→ Goal of the exercise: Please collect every line in the entries below that contains the string "denim". Case counts.

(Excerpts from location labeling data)
┏━━

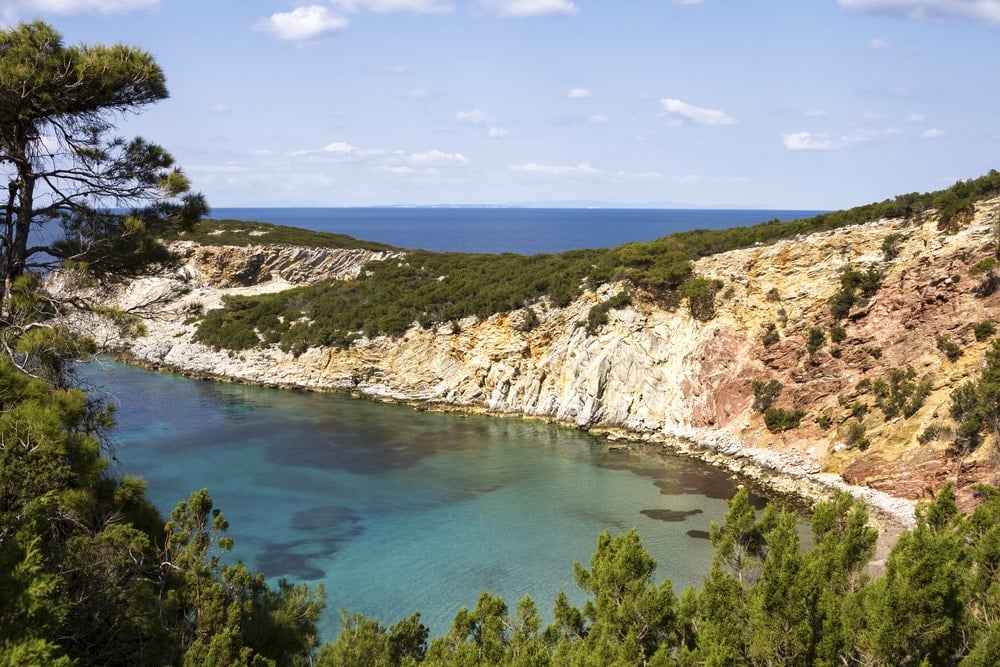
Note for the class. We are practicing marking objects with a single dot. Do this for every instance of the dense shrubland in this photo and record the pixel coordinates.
(430, 288)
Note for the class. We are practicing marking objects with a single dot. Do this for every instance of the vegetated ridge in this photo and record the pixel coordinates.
(855, 347)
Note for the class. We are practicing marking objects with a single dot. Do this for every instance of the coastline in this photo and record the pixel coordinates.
(781, 474)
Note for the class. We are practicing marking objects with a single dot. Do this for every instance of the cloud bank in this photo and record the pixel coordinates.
(303, 23)
(699, 115)
(528, 8)
(987, 11)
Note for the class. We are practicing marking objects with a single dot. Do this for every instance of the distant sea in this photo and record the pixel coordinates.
(396, 510)
(526, 231)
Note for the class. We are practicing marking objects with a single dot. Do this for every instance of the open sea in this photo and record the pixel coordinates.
(526, 231)
(396, 510)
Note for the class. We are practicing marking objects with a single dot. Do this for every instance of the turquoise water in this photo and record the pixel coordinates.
(397, 510)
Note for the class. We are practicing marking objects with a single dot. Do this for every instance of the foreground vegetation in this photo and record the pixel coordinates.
(432, 289)
(91, 574)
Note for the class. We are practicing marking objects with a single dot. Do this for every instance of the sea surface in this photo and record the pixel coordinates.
(525, 231)
(396, 510)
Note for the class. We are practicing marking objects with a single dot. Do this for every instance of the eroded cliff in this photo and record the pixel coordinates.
(652, 373)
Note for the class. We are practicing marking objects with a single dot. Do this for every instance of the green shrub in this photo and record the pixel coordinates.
(598, 314)
(890, 246)
(700, 293)
(933, 431)
(855, 287)
(770, 335)
(984, 330)
(779, 419)
(764, 394)
(950, 348)
(815, 340)
(855, 437)
(900, 393)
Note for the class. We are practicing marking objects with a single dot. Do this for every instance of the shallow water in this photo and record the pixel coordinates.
(396, 510)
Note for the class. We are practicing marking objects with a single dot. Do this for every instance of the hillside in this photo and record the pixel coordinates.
(863, 399)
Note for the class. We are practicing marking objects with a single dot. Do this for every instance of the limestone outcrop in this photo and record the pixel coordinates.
(650, 373)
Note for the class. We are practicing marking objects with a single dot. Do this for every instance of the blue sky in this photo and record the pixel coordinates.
(807, 104)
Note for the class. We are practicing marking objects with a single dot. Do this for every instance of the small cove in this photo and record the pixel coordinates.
(396, 510)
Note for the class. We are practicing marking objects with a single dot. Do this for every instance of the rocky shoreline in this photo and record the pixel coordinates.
(782, 474)
(649, 376)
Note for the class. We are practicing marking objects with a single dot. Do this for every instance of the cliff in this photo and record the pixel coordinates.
(654, 374)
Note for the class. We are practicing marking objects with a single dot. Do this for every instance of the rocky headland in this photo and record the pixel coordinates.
(650, 374)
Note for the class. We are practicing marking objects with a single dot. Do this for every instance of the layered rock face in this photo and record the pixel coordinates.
(651, 373)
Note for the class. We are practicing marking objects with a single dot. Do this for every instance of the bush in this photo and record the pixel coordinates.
(815, 340)
(855, 437)
(598, 315)
(855, 286)
(765, 393)
(900, 394)
(778, 419)
(949, 347)
(700, 293)
(934, 431)
(770, 335)
(984, 330)
(890, 246)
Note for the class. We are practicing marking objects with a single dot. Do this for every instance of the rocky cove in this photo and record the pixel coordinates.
(650, 375)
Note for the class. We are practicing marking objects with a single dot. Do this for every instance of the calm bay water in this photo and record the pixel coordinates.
(525, 231)
(396, 510)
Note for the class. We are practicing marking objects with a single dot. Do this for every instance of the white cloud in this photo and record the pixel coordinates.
(437, 158)
(395, 6)
(70, 7)
(806, 141)
(303, 23)
(397, 169)
(987, 11)
(475, 117)
(699, 115)
(581, 169)
(341, 151)
(528, 8)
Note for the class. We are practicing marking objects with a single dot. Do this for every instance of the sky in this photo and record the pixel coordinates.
(791, 104)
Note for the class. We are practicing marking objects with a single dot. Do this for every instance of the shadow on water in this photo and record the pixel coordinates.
(676, 475)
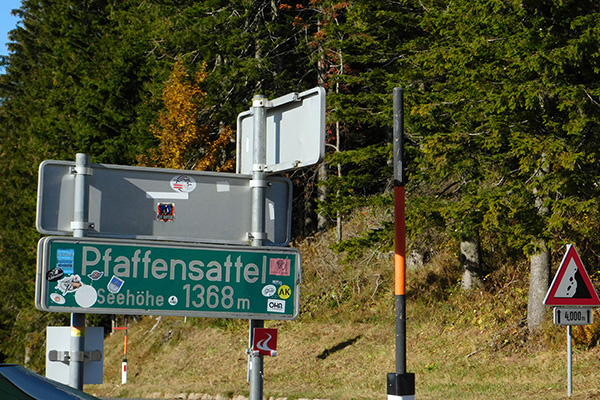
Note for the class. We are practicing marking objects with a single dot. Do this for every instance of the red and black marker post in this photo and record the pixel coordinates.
(400, 385)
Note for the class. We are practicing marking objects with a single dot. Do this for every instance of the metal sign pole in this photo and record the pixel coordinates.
(258, 234)
(400, 385)
(79, 225)
(569, 361)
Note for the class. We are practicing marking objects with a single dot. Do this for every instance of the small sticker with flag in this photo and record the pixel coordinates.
(280, 266)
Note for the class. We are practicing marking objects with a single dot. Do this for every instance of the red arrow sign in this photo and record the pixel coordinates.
(264, 341)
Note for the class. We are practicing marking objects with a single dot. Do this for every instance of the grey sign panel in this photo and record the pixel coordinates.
(120, 276)
(162, 204)
(295, 132)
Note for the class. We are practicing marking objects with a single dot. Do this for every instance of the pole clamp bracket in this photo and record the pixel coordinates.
(82, 170)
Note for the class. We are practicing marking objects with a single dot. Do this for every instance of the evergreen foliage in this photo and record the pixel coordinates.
(502, 101)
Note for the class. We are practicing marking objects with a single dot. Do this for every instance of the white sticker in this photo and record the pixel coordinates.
(183, 184)
(222, 186)
(86, 296)
(276, 306)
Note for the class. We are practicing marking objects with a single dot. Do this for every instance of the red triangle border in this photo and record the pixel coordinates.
(552, 300)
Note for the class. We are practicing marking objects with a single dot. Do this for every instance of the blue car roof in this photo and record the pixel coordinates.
(39, 387)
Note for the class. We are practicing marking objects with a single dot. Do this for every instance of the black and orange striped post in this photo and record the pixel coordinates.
(400, 385)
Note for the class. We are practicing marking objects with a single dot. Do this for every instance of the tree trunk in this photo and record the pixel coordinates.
(322, 194)
(470, 261)
(538, 286)
(539, 268)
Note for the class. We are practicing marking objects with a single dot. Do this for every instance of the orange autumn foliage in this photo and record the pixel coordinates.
(185, 141)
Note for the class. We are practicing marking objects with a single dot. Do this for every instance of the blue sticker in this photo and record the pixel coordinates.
(115, 284)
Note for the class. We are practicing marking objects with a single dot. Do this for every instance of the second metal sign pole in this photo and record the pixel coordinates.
(258, 234)
(79, 225)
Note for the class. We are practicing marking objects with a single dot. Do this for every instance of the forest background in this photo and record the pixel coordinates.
(502, 121)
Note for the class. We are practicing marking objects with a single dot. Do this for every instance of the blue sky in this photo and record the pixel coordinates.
(7, 22)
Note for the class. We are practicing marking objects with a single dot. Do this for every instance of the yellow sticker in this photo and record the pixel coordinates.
(78, 331)
(284, 292)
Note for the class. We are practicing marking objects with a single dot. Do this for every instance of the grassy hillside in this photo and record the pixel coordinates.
(460, 345)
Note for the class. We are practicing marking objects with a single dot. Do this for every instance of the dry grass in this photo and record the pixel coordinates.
(460, 346)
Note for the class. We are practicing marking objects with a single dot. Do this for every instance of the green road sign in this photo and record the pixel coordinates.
(105, 276)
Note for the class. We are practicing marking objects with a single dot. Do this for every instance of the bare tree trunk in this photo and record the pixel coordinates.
(539, 280)
(539, 268)
(470, 261)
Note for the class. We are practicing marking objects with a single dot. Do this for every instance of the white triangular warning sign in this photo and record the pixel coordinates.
(572, 285)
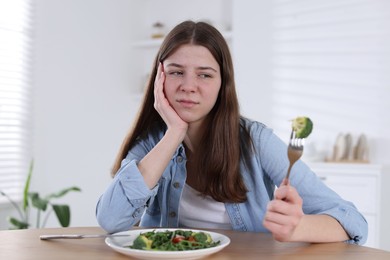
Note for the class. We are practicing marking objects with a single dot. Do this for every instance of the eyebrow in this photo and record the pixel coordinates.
(199, 68)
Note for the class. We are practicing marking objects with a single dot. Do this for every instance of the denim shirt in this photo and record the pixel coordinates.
(128, 200)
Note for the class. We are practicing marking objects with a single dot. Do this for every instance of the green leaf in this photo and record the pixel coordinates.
(63, 214)
(38, 202)
(62, 192)
(17, 223)
(27, 186)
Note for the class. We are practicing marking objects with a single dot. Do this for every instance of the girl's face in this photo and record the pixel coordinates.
(193, 81)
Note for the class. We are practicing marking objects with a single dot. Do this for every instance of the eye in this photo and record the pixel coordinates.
(175, 73)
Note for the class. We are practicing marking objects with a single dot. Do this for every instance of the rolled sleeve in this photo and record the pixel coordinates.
(123, 203)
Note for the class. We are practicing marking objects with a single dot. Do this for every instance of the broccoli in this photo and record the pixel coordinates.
(142, 242)
(302, 126)
(202, 237)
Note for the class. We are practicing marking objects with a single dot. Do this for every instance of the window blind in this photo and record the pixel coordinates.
(15, 95)
(330, 62)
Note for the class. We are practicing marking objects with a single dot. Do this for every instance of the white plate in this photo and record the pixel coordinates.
(120, 244)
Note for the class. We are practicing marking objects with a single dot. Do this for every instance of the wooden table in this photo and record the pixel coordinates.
(25, 244)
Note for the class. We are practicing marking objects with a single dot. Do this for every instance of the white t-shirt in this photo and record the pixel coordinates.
(196, 211)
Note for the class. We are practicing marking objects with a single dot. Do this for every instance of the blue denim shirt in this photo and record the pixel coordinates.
(128, 200)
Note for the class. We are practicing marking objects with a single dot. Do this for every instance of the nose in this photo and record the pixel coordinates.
(189, 83)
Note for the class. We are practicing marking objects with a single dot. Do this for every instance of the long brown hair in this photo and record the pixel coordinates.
(218, 155)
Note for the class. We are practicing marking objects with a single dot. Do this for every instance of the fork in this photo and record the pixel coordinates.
(294, 152)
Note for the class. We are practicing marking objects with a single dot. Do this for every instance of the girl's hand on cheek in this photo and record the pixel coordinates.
(284, 213)
(161, 104)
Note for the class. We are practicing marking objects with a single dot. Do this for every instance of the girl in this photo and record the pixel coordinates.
(193, 161)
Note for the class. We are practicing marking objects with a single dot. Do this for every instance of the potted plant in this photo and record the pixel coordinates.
(41, 204)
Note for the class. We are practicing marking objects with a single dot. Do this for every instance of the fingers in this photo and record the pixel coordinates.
(289, 194)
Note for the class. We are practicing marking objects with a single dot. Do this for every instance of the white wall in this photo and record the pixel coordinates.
(82, 97)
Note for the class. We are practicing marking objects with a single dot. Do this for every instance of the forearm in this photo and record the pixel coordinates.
(154, 163)
(319, 228)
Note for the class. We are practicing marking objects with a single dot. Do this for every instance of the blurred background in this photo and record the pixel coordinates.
(80, 66)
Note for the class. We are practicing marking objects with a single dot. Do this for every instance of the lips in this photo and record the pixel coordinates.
(187, 102)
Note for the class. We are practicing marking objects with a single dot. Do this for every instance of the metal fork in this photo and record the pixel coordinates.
(294, 151)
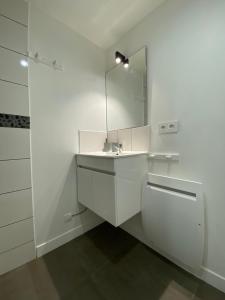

┗━━

→ Response to the task:
Note for the class. We are practicing marking objects with a single dot. Do this for every instance of the denim shirt in this photo and record the pixel coordinates.
Note for the class. We are practicing marking objects with a single dot. Do this for every instance of the blue denim shirt in this photo and record the pixel coordinates.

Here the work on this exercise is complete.